Stated problem – Reproduce the records below with "pixels" swapped for "percent" and nothing else changed, omitting the pictures.

** Start Records supplied **

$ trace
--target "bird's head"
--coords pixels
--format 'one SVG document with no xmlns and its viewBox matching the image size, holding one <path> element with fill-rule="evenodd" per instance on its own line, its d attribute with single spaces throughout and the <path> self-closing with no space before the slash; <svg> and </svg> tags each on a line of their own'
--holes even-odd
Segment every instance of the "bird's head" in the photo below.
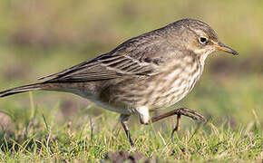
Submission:
<svg viewBox="0 0 263 163">
<path fill-rule="evenodd" d="M 171 24 L 176 29 L 175 35 L 183 49 L 190 50 L 197 55 L 206 56 L 215 51 L 223 51 L 234 55 L 239 53 L 223 44 L 215 31 L 206 23 L 193 19 L 182 19 Z"/>
</svg>

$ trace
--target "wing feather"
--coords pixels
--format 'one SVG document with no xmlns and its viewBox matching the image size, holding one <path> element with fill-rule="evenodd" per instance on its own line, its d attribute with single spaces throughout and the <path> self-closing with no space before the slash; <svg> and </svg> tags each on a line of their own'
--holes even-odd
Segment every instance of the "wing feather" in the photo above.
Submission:
<svg viewBox="0 0 263 163">
<path fill-rule="evenodd" d="M 41 79 L 53 77 L 45 82 L 101 81 L 123 75 L 149 75 L 154 71 L 153 67 L 127 55 L 105 54 Z"/>
</svg>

** End Records supplied **

Exercise solution –
$ trace
--target "bird's head"
--coords percent
--format 'one SVG document with no xmlns and its viewBox matching the image size, holding one <path> element with fill-rule="evenodd" per instance on its own line, its d attribute with single spaces throughout and the <path> self-closing with no space before the slash; <svg> and </svg> tags each on a line of their own'
--holes even-odd
Segment every instance of the "bird's head" in the photo below.
Submission:
<svg viewBox="0 0 263 163">
<path fill-rule="evenodd" d="M 171 24 L 176 29 L 175 35 L 183 49 L 190 50 L 197 55 L 206 56 L 215 51 L 223 51 L 234 55 L 239 53 L 223 44 L 215 31 L 206 23 L 193 19 L 182 19 Z"/>
</svg>

$ trace
--target "wing feather"
--coords percent
--format 'one SVG document with no xmlns and its viewBox matching the image size, holding one <path> element with fill-rule="evenodd" per instance on its own line, its d attribute with single spaces throughout and the <path> self-closing with no space before the slash; <svg> and </svg> tags each on a line of their own'
--holes even-odd
Segment every instance of the "wing feather" in the photo above.
Submission:
<svg viewBox="0 0 263 163">
<path fill-rule="evenodd" d="M 41 79 L 53 77 L 45 82 L 101 81 L 123 75 L 149 75 L 154 71 L 153 67 L 127 55 L 105 54 Z"/>
</svg>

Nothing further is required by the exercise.